TEXT SHOWN:
-------------------------

I don't know just after reading the post and writing this I am in a good mood. There are some other things I didn't mention in the previous thread. First of all I do have somewhat of a plan after I divorce my wife. There is this woman I met through my work, she works at a Satellite office in the U.K. I plan on meeting with her soon after the divorce. I met her about 8 months ago or so.

We don't share sexual conversations we just talk online mainly and I confide to her about my marriage. I don't know if we are going to form a relationship, she is much younger than me, doesn't have nearly any of the baggage I have, but she has been receptive when it comes to talking to me. So that's something I have to look forward to.

Thanks again guys. I will probably post another update after Thanksgiving.

107 comments submitted at 16:59:18 on Nov 11, 2013 by throwaway2134241

  • [-]
  • barnesandnobles
  • 184 Points
  • 17:14:14, 11 November

Get a good lawyer. Your wife sounds like she's not gonna take the divorce well.

  • [-]
  • throwaway2134241
  • 44 Points
  • 17:20:27, 11 November

She has been trying to get me to put it off consistently now. I know some people get through their divorces in a couple of months but I think mine might be prolonged. I'd hope we could just reach an agreement through mediation, but she doesn't want me to leave.

  • [-]
  • ironamous
  • 9 Points
  • 20:49:43, 11 November

I'd create a journal. And start documenting everything. Even in the past. All the actions you took. Reasons for them, etc. You've done the right thing the whole time.

  • [-]
  • DrLeoMarvin
  • 4 Points
  • 20:55:29, 11 November

18 months deep in mine and still married to her. Get a lawyer, I made a big mistake not lawyering up immediately.

  • [-]
  • AbeFrollman
  • 20 Points
  • 19:02:37, 11 November

So, here's a question.

If you got divorced and tried to make something happen with this other lady, and then she totally turned around and was like "I'm not interested in you at all, I never want to talk to you again," would it be worth it?

  • [-]
  • throwaway2134241
  • 48 Points
  • 20:17:30, 11 November

I don't think we will have a relationship in all honesty. I'd rather live alone than live with my wife if that makes sense.

  • [-]
  • elimeny
  • 18 Points
  • 20:33:56, 11 November

Yes, this makes a lot of sense. You will likely want to be alone and enjoy your independence for awhile.

  • [-]
  • TokisCodpieceBZZZ
  • 6 Points
  • 21:14:10, 11 November

I agree. Even if this woman wants a relationship, OP should take a couple of months to be himself.

  • [-]
  • AbeFrollman
  • -1 Points
  • 20:58:58, 11 November

I agree.

  • [-]
  • AbeFrollman
  • 4 Points
  • 20:56:39, 11 November

That makes absolute sense; more power to you.

Good luck, man. I can't imagine how you must feel right now.

  • [-]
  • maestroni
  • 20 Points
  • 19:18:45, 11 November

There are 3.5 billion women out there. I'm sure he can find someone else.

-------------------------

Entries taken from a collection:
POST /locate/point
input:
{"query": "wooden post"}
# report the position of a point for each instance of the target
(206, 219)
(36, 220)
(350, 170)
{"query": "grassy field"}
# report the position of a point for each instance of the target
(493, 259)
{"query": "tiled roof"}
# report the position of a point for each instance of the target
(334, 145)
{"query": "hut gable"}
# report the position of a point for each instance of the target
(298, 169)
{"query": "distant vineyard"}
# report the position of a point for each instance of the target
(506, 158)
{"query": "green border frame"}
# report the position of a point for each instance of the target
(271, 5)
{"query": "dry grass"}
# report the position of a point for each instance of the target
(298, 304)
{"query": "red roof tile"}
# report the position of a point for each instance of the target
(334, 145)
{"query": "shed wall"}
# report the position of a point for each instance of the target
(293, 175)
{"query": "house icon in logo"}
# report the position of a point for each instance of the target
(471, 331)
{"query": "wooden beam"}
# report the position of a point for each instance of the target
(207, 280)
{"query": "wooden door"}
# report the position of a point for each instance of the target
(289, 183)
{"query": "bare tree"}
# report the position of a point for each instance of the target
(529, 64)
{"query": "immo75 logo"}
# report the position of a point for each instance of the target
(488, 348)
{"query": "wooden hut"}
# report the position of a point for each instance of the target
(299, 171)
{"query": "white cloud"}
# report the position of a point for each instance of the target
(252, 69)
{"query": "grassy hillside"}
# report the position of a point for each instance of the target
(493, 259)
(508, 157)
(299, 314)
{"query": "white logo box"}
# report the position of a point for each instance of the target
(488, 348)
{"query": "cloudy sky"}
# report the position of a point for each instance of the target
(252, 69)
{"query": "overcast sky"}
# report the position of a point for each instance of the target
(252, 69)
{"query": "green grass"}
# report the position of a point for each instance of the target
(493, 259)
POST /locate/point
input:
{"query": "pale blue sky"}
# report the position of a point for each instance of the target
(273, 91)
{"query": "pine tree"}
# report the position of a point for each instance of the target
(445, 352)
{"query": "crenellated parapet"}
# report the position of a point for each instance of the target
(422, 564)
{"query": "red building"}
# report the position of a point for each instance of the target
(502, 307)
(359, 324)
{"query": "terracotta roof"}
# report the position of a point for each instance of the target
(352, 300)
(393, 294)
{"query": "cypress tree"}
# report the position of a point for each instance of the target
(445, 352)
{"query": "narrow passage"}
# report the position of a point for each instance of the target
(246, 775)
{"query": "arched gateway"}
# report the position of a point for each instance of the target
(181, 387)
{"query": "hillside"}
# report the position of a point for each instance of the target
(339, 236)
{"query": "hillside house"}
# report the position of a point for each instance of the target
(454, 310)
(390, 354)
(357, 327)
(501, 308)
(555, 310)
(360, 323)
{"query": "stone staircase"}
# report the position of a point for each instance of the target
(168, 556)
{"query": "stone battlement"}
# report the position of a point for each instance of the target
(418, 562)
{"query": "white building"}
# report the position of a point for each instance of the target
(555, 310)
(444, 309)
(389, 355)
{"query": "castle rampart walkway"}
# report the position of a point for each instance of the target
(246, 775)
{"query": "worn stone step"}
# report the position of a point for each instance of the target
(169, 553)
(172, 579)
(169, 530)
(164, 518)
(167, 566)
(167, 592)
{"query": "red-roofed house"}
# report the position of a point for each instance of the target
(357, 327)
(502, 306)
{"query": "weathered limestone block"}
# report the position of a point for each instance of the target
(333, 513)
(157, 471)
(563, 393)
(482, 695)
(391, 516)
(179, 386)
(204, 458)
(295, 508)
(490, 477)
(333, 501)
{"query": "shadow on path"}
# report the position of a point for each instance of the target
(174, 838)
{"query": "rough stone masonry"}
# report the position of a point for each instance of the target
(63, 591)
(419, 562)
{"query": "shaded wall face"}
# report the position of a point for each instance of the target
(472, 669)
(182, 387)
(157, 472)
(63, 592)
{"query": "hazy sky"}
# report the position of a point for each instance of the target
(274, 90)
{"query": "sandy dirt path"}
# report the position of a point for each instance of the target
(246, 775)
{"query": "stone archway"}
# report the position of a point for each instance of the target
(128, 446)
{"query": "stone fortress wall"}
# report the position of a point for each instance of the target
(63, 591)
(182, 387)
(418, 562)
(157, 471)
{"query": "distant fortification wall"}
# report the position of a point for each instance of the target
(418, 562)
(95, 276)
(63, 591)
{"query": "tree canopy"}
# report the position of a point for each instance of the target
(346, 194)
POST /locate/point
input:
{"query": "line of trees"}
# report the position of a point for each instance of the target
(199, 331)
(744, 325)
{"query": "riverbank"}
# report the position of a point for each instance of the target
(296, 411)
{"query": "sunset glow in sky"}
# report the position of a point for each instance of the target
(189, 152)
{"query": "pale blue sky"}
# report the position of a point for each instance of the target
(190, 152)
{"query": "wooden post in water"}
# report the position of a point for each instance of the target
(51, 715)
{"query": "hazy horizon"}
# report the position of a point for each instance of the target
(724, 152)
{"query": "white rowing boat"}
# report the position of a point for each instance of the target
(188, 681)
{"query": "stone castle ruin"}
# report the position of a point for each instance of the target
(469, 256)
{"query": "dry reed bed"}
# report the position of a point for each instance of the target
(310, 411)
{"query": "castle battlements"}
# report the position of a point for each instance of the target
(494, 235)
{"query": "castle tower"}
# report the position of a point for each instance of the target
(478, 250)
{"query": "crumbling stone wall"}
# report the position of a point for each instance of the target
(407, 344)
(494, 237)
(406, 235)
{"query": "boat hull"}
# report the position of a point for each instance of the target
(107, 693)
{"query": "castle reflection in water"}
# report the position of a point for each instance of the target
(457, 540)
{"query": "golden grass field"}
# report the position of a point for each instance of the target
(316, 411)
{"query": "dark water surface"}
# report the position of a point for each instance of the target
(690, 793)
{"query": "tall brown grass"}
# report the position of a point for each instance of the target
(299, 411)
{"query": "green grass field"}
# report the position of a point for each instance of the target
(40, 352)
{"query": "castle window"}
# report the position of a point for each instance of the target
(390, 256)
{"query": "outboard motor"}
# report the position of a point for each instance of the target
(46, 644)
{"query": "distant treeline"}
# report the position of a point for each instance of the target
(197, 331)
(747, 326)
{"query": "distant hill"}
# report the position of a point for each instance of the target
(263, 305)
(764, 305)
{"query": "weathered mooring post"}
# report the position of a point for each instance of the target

-------------------------

TO-DO LIST:
1. Please condense the paragraph of the forum post that begins "We don't share sexual conversations" into a bulleted list of its main facts.
2. Select each line of the records that contains the string "boat", treating uppercase and lowercase as different.
The forum post and the records are unrelated to each other.

EXPECTED RESULTS:
1.
- The two of them don't have sexual conversations; they mainly talk online.
- The writer confides in her about the marriage.
- The writer doesn't know whether they will form a relationship.
- She is much younger and has almost none of the writer's baggage.
- She has been receptive to talking with the writer.
- The writer sees this as something to look forward to.

2.
{"query": "white rowing boat"}
{"query": "boat hull"}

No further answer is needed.